[Point annotation dataset records]
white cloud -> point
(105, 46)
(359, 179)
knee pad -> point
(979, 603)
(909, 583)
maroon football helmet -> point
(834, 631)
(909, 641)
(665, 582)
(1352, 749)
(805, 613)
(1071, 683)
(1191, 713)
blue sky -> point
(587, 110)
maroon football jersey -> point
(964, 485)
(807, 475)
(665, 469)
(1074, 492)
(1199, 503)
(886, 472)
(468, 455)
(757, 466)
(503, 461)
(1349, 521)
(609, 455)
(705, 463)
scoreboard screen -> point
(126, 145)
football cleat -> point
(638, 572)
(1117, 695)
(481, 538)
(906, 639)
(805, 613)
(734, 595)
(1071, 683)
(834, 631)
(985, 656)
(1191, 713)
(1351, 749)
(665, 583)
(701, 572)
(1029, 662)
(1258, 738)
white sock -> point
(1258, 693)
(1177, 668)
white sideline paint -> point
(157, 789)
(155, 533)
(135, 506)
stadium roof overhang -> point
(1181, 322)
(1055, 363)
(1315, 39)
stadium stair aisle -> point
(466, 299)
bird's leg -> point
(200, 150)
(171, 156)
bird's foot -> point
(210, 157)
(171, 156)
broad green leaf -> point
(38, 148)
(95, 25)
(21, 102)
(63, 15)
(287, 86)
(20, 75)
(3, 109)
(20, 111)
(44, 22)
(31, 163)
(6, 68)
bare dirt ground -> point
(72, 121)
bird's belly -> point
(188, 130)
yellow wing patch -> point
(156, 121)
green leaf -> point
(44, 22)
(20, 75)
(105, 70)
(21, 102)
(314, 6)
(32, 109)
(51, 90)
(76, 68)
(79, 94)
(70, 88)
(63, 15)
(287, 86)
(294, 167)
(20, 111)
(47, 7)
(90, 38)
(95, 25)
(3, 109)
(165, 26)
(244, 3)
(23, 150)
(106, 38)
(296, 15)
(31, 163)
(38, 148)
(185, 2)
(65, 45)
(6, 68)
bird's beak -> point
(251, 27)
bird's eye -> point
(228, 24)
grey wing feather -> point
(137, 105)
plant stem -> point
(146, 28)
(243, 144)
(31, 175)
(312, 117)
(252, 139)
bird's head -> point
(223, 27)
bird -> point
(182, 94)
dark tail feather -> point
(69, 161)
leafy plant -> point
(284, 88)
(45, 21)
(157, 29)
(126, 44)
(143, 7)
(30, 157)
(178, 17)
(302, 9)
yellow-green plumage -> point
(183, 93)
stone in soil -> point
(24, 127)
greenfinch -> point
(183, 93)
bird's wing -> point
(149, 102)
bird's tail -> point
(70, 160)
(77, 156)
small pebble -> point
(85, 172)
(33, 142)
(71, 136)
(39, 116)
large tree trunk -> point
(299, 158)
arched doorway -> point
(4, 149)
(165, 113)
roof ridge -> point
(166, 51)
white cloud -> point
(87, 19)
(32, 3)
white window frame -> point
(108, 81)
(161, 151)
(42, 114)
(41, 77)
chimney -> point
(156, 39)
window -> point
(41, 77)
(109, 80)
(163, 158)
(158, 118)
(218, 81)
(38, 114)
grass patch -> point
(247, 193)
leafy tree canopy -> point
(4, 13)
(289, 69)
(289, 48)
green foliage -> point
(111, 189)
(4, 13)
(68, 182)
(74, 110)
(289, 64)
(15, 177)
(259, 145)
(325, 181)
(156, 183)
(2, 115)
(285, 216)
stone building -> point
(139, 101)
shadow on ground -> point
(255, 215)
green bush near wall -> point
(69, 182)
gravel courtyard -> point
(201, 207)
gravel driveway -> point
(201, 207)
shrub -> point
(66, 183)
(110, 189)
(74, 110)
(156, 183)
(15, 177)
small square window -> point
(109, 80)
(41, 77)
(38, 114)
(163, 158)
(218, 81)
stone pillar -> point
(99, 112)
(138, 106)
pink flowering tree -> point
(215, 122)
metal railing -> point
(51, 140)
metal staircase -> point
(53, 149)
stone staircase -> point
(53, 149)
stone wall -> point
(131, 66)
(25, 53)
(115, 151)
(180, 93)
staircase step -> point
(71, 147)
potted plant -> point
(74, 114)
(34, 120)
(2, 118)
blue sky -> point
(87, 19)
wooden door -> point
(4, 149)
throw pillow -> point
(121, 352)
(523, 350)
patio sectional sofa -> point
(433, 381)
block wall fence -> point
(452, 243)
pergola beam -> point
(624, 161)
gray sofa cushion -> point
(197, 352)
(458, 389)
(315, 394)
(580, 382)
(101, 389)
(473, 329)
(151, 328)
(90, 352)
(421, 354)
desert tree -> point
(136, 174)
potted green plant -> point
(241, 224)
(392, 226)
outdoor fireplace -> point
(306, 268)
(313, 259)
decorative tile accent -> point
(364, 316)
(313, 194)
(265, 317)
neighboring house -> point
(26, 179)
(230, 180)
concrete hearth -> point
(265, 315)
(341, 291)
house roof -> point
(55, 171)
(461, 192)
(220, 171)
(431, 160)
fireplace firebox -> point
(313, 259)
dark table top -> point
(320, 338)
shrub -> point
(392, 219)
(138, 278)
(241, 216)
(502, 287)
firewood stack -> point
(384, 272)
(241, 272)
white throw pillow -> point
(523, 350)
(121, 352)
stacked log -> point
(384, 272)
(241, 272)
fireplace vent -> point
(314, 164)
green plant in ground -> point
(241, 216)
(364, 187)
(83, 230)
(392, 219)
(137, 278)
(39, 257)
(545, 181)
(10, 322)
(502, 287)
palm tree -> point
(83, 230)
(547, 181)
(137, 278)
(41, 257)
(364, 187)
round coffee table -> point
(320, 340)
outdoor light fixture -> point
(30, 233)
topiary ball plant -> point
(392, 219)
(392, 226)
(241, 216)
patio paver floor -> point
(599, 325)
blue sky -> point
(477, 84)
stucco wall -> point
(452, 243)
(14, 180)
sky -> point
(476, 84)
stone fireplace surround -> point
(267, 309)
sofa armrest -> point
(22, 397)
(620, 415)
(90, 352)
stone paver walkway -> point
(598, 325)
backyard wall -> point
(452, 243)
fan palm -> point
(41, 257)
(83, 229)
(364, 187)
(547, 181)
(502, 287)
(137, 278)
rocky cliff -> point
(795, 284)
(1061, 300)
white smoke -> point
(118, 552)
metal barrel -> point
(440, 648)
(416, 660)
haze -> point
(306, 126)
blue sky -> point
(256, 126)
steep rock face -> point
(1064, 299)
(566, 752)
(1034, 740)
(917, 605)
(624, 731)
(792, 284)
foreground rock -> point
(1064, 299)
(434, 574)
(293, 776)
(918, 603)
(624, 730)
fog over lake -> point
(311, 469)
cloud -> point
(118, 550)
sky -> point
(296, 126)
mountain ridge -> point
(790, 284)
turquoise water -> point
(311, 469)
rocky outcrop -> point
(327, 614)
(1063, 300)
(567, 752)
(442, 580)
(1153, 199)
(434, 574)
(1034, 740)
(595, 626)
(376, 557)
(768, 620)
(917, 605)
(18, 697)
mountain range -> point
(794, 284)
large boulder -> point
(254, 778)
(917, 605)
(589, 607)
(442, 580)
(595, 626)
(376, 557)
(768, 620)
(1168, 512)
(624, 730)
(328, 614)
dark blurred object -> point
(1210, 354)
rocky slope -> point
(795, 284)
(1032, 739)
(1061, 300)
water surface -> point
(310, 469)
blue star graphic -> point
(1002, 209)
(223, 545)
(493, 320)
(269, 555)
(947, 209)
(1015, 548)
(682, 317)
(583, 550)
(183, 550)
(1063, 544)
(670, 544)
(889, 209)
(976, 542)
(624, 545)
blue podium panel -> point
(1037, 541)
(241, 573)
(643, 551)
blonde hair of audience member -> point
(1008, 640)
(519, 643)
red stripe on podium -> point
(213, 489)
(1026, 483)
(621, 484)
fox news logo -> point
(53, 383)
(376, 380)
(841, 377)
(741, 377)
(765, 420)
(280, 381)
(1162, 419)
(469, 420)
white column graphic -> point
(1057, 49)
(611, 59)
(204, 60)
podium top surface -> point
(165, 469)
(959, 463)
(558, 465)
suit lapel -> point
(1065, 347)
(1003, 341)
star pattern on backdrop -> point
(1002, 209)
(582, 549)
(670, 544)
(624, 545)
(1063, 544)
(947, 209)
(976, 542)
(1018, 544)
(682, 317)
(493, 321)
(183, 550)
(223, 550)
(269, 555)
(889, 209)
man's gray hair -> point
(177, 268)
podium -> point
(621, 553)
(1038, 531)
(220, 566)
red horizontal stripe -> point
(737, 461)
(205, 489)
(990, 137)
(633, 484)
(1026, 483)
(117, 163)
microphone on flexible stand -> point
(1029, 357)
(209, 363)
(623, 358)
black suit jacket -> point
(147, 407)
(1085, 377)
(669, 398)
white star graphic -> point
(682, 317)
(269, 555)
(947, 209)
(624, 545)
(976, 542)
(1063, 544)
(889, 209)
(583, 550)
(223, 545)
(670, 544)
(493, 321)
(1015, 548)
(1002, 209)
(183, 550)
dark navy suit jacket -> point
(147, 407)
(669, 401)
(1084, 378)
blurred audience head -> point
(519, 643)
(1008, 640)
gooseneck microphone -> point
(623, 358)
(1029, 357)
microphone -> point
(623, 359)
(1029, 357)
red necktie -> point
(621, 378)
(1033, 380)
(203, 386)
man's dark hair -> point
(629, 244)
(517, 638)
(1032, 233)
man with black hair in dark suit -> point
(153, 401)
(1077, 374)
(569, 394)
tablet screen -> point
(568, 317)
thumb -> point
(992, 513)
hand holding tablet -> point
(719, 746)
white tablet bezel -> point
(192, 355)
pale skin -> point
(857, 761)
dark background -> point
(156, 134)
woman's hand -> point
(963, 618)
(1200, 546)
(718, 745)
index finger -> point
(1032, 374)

▶ **EXERCISE BRIEF**
Copy exactly the lines of the listing above, beginning at the line with "dark navy suit jacket -> point" and ending at its final line; write out nothing else.

▶ **WRITTEN SOLUTION**
dark navy suit jacket -> point
(147, 407)
(669, 401)
(1084, 378)
blurred audience head -> point
(519, 643)
(1008, 640)
gooseneck microphone -> point
(623, 358)
(1029, 357)
microphone -> point
(623, 359)
(1029, 357)
red necktie -> point
(621, 378)
(1033, 380)
(203, 386)
man's dark hair -> point
(629, 244)
(517, 638)
(1032, 233)
man with black hair in dark suit -> point
(153, 401)
(1077, 374)
(569, 394)
tablet screen -> point
(568, 317)
thumb -> point
(992, 513)
hand holding tablet -> point
(719, 746)
white tablet bezel -> point
(192, 355)
pale skin -> point
(857, 761)
dark background -> point
(156, 134)
woman's hand -> point
(963, 618)
(1200, 546)
(718, 745)
index finger -> point
(1032, 374)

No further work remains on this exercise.